In the entries below, find each line with the word "road" and return it.

Data records START

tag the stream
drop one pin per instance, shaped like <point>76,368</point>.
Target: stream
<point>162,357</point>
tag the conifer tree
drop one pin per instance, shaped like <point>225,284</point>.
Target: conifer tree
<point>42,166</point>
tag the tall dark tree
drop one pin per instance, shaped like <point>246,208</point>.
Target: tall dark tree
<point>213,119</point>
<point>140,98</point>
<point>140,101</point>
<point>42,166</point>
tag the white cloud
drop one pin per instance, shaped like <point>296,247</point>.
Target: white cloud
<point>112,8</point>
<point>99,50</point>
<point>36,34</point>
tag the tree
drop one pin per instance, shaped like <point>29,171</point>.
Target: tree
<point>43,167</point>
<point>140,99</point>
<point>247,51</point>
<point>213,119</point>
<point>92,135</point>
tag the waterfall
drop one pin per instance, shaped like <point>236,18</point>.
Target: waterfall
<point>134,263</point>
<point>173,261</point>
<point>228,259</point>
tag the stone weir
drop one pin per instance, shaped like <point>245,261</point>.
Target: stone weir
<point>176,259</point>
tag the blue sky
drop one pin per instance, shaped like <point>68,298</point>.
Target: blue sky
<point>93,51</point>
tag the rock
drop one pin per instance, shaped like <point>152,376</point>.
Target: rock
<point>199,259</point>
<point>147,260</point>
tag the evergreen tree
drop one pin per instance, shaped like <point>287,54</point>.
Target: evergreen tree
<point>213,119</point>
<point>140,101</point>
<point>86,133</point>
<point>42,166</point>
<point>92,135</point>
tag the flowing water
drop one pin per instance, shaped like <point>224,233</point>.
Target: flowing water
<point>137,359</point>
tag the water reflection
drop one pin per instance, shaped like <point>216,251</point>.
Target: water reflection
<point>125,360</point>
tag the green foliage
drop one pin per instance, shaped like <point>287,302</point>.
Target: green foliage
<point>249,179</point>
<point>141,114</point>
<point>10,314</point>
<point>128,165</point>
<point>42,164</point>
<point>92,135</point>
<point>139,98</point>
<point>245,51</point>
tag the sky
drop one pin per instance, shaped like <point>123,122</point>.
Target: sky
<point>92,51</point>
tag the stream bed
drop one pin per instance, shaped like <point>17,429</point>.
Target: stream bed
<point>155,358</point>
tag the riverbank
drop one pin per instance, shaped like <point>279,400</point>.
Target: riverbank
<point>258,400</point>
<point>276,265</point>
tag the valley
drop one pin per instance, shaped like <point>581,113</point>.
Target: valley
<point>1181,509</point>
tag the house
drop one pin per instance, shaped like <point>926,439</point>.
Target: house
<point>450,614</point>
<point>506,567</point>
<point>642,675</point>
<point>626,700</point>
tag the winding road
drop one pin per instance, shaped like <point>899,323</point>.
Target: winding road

Data records END

Worked solution
tag the winding road
Target: winding road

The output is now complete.